**Source:**

....

The problem is that when the Constitution doesn't address an issue, the USSC has seemingly been known to pull a fast one and, taking advantage of epidemic constitutional ignorance, wrongly legislates special interest agendas from the bench in the name of the Constitution. Indeed, the USSC sometimes seemingly "finds" an issue in the Constitution via a séance, as opposed to honestly saying that the Constitution's silence about a given issue means that the 10th A. automatically makes the issue a state power issue.

Chisholm and Georgia (1793) might have been the first case where the states did catch on to the USSC's tendency to legislate from the bench when the Constitution doesn't clearly address an issue. The states smartly retaliated against the USSC's "unconstitutional" decision against the states in Chisholm v. Georgia by making the 11th Amendment.

As a side note, in a recent New York Supreme Court case concerning gay marriage, the Court decided to allow gay marriage simply because NY's constitution doesn't address gay marriage. But the NYSC has my respect because the judges essentially told the state's legislators to quite sitting on their hands and address gay marriage.

....

**Objective A:**
Reproduce word for word the part of the passage on the Supreme Court and the Constitution that opens with the words "Chisholm and Georgia" and closes with "the 11th Amendment.".

....

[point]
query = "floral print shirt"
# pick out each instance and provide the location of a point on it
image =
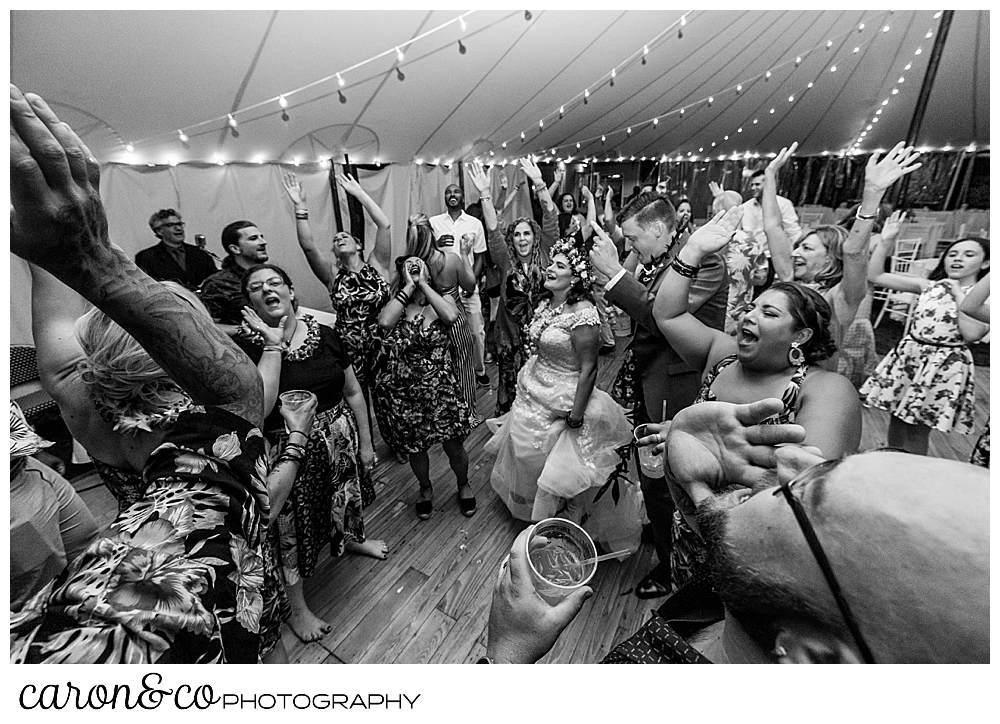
(178, 579)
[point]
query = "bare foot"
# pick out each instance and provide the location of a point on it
(308, 627)
(374, 548)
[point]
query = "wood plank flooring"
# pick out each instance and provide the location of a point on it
(429, 601)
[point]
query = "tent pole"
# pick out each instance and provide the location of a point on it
(925, 93)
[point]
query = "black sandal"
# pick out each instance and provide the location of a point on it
(466, 505)
(425, 508)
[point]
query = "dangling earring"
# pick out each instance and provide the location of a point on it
(795, 355)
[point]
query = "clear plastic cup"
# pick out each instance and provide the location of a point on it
(560, 558)
(650, 463)
(294, 399)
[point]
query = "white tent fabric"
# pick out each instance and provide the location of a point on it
(140, 77)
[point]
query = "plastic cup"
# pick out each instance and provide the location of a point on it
(650, 463)
(556, 551)
(294, 399)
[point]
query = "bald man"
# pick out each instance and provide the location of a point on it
(904, 539)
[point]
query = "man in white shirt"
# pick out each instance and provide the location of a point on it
(449, 228)
(753, 217)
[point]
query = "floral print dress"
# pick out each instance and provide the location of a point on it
(416, 382)
(687, 552)
(180, 576)
(928, 378)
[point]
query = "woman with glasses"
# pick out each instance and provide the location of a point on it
(295, 352)
(780, 339)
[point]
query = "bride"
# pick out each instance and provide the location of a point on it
(557, 446)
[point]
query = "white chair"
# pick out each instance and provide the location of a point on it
(898, 304)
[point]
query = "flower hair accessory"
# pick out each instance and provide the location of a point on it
(578, 262)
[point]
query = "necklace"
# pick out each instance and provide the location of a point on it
(543, 318)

....

**Objective B:**
Count the lines of the records that contain the string "floral", and reply with that number alone.

**Response A:**
Chisholm and Georgia (1793) might have been the first case where the states did catch on to the USSC's tendency to legislate from the bench when the Constitution doesn't clearly address an issue. The states smartly retaliated against the USSC's "unconstitutional" decision against the states in Chisholm v. Georgia by making the 11th Amendment.

**Response B:**
2